→ **TASK ITEM**
Reproduce the data exactly; no word may be added or dropped.

→ **SUPPLIED DATA**
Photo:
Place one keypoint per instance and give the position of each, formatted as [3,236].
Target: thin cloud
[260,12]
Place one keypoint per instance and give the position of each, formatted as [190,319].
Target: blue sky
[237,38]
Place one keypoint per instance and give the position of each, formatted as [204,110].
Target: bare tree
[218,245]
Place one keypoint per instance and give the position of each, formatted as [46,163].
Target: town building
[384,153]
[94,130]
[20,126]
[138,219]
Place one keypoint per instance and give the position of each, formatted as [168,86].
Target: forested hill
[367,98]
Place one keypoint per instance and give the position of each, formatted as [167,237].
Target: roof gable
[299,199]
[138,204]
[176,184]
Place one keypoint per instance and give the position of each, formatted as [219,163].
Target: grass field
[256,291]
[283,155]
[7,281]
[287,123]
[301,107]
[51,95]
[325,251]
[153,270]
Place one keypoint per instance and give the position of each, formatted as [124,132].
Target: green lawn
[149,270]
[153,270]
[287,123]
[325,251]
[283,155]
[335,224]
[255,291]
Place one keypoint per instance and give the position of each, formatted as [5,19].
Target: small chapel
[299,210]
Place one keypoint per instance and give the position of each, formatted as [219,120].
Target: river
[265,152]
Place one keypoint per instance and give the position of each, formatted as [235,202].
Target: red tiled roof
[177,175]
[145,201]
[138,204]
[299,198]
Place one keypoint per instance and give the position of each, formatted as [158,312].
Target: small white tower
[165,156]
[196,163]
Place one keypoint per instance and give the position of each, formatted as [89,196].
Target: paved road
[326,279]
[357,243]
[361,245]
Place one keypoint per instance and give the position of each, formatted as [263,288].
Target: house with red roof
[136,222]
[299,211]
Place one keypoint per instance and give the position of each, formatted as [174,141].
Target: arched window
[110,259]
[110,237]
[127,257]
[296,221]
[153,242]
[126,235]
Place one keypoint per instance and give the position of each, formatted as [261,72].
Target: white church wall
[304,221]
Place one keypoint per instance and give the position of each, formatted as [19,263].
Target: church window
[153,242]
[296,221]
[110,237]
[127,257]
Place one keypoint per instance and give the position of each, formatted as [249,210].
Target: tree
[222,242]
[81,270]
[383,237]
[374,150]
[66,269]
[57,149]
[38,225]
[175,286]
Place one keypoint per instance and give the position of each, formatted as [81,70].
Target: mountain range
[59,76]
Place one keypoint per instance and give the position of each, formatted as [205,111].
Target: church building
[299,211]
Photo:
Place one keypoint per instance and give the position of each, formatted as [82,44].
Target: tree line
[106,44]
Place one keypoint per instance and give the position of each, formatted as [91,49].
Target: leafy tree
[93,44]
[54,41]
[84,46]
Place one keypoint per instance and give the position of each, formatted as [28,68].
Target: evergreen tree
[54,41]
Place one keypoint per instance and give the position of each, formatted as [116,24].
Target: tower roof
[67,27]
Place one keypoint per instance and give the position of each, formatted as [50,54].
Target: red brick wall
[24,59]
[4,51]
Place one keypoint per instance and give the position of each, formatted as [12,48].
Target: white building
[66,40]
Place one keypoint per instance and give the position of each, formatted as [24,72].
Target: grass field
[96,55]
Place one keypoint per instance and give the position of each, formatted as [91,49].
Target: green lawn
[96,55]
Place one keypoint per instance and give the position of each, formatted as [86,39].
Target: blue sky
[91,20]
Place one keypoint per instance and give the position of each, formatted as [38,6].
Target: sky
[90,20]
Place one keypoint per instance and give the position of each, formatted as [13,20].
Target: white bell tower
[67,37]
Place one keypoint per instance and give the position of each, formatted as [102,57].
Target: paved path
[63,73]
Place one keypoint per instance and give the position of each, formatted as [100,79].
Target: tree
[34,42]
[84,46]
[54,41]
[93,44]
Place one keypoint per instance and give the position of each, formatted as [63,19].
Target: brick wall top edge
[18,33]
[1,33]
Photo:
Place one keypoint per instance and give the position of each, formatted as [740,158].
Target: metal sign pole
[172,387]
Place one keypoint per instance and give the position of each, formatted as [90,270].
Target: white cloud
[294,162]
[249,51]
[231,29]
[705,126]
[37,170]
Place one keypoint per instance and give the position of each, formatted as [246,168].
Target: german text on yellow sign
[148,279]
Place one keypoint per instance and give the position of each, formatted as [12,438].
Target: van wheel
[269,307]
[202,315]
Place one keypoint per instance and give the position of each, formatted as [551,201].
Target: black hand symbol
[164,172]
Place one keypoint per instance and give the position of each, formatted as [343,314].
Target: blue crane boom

→ **TASK RESULT**
Photo:
Place one keypoint per instance and give the position of each, formatted as [3,236].
Target: thin cloud
[260,12]
Place one keypoint per instance and give the position of each, formatted as [190,319].
Target: blue sky
[237,38]
Place one keypoint per instance and give the position of each, formatted as [204,110].
Target: bare tree
[218,245]
Place one keypoint per instance and give the position of each, formatted as [46,163].
Target: town building
[384,153]
[94,130]
[20,126]
[138,219]
Place one keypoint per instance and give the position of each, formatted as [168,86].
Target: forested hill
[367,98]
Place one keypoint per instance and give the position of each, formatted as [167,237].
Target: roof gable
[299,199]
[138,204]
[176,184]
Place one keypoint per instance and give the position of each, formatted as [219,163].
Target: grass field
[256,291]
[283,155]
[7,281]
[287,123]
[301,107]
[51,95]
[325,251]
[153,270]
Place one keypoint per instance and give the position of each, formatted as [124,132].
Target: green lawn
[149,270]
[153,270]
[287,123]
[325,251]
[283,155]
[335,224]
[255,291]
Place one keypoint per instance and give the position of each, formatted as [5,19].
Target: small chapel
[299,210]
Place one keypoint per instance and give the position of each, formatted as [219,120].
Target: river
[265,152]
Place one keypoint per instance and give the position of each, formatted as [235,202].
Target: red tiled roof
[177,175]
[145,201]
[138,204]
[299,198]
Place one keypoint per instance and give the position of each, formatted as [158,312].
Target: small white tower
[165,156]
[196,163]
Place one keypoint per instance and give the position of each, formatted as [89,196].
Target: paved road
[326,279]
[357,243]
[361,245]
Place one keypoint per instance and give the position of each, formatted as [263,288].
Target: house with red roof
[136,222]
[299,211]
Place one keypoint per instance and give the position of each, formatted as [174,141].
Target: arched window
[110,259]
[110,237]
[127,257]
[296,221]
[153,242]
[126,235]
Place one keypoint per instance and give the position of each, formatted as [261,72].
Target: white church wall
[304,221]
Place one keypoint per instance and give the position of each, formatted as [19,263].
Target: church window
[153,242]
[296,221]
[110,237]
[127,257]
Place one keypoint per instance and give the position of each, formatted as [249,210].
Target: tree
[222,242]
[81,270]
[383,237]
[374,150]
[66,269]
[57,149]
[38,225]
[175,286]
Place one keypoint per instance and give the position of each, formatted as [81,70].
Target: mountain range
[59,76]
Place one keypoint per instance and give the position of each, formatted as [205,111].
Target: church building
[299,211]
Photo:
Place one keypoint per instance and give the position of each, formatted as [82,44].
Target: tree line
[106,44]
Place one keypoint per instance and give the position of each, formatted as [91,49].
Target: leafy tree
[93,44]
[54,41]
[84,46]
Place one keypoint per instance and give the position of each, formatted as [28,68].
Target: evergreen tree
[54,41]
Place one keypoint per instance and give the position of each, formatted as [116,24].
Target: tower roof
[67,27]
Place one keypoint per instance and give the position of each, formatted as [50,54].
Target: red brick wall
[24,59]
[4,51]
Place one keypoint per instance and give the position of each, formatted as [12,48].
Target: white building
[66,40]
Place one keypoint per instance and give the position of each, formatted as [24,72].
Target: grass field
[96,55]
Place one keypoint per instance and give the position of each, formatted as [91,49].
Target: green lawn
[96,55]
Place one keypoint per instance and give the position of each, formatted as [86,39].
Target: blue sky
[91,20]
Place one keypoint per instance and give the position of each, formatted as [38,6].
Target: sky
[90,20]
Place one keypoint per instance and give the position of each, formatted as [13,20].
Target: white bell tower
[67,37]
Place one keypoint per instance and give the position of each, formatted as [102,57].
Target: paved path
[63,73]
Place one keypoint per instance and give the position of each, formatted as [100,79].
Target: tree
[34,42]
[84,46]
[54,41]
[93,44]
Place one keypoint per instance and give the position of each, formatted as [63,19].
Target: brick wall top edge
[18,33]
[1,33]
Photo:
Place one keypoint per instance and give the position of each, formatted as [740,158].
Target: metal sign pole
[172,387]
Place one keypoint per instance and give the position of each, formatted as [90,270].
Target: white cloud
[294,162]
[249,51]
[231,29]
[705,126]
[37,170]
Place one keypoint per instance and give the position of each, formatted as [246,168].
Target: german text on yellow sign
[148,279]
Place one keypoint per instance and give the position of each, formatted as [12,438].
Target: van wheel
[269,307]
[202,315]
Place one keypoint per instance and give the position of each, formatted as [551,201].
Target: black hand symbol
[164,172]
Place one keypoint per instance and give the position of each, formatted as [343,314].
Target: blue crane boom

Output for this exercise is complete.